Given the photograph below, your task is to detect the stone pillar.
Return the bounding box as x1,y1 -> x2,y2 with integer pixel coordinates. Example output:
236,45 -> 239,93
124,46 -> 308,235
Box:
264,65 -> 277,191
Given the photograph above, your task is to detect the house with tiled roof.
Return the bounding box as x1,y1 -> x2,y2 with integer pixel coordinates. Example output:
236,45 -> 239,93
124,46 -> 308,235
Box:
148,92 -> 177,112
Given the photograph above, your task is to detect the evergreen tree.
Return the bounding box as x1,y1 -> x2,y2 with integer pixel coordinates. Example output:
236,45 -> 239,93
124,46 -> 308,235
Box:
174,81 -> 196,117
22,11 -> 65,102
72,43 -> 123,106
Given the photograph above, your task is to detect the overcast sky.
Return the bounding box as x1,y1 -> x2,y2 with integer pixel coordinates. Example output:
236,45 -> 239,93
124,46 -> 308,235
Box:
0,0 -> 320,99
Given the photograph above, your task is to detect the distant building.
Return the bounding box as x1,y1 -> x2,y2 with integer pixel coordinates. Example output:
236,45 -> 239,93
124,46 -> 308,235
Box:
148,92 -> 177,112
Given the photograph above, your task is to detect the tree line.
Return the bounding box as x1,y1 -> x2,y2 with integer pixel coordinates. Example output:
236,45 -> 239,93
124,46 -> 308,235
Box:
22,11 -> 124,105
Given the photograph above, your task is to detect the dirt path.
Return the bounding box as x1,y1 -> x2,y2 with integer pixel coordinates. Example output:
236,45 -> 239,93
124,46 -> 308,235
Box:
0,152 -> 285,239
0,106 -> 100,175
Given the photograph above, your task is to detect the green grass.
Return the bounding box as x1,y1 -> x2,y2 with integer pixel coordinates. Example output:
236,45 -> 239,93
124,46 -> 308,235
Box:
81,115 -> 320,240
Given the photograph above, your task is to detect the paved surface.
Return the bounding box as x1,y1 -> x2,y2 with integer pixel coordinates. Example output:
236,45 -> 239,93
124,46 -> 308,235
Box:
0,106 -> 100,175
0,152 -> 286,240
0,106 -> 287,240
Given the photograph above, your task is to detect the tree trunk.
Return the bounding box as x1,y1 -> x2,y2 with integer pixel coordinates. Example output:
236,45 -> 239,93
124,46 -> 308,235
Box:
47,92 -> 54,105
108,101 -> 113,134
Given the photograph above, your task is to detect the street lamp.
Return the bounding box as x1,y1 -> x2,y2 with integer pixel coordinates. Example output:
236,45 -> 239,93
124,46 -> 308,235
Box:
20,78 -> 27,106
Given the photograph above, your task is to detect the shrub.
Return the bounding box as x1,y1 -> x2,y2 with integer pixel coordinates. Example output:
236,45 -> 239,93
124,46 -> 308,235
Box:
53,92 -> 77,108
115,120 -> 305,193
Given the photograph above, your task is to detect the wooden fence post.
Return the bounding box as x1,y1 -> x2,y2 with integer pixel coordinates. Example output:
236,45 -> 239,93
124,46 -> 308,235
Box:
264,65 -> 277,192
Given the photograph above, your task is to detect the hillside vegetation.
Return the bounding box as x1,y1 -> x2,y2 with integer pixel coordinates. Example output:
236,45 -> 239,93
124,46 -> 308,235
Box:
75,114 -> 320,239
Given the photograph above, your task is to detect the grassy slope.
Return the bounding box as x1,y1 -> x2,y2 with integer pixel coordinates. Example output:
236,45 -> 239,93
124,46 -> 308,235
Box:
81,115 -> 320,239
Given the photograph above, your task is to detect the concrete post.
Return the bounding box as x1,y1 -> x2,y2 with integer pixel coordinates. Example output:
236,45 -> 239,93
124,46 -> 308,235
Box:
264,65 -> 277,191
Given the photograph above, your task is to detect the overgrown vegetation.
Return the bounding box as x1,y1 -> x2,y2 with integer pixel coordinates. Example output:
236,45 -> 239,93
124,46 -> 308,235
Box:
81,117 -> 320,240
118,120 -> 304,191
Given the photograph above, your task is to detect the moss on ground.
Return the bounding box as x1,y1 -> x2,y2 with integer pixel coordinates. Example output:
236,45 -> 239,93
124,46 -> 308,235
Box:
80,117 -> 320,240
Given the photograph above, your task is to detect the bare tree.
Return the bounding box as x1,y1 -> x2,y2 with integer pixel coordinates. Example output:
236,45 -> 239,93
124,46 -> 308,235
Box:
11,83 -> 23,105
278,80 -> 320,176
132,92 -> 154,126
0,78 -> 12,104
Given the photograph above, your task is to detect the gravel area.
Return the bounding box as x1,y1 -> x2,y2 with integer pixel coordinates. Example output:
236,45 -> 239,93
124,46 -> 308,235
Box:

What is expected>
Copy out the lines again word for word, starting at the line that contains "Given the photograph above, your task is to detect the overgrown" and stopping after the line that contains "0,78 -> 12,104".

Correct output>
Given the photograph above, your task is to detect the overgrown vegetation.
Return the bounding box as x1,y1 -> x2,y2 with integer pixel coordinates. Example output:
236,45 -> 239,93
124,46 -> 308,235
Box:
81,117 -> 320,240
118,120 -> 304,191
Given the photograph above, your task is to detect the moss on ground.
Return the bounding box as x1,y1 -> x2,y2 with integer pixel coordinates. Example output:
236,45 -> 239,93
124,46 -> 308,235
Box:
80,117 -> 320,240
Given the photograph above, your task is to detect the bare tree.
Return the bounding box as x1,y1 -> x2,y2 with integer pixel coordinates. Example output:
236,45 -> 239,93
124,46 -> 308,235
Box:
11,83 -> 23,105
278,80 -> 320,176
132,92 -> 154,126
0,78 -> 12,104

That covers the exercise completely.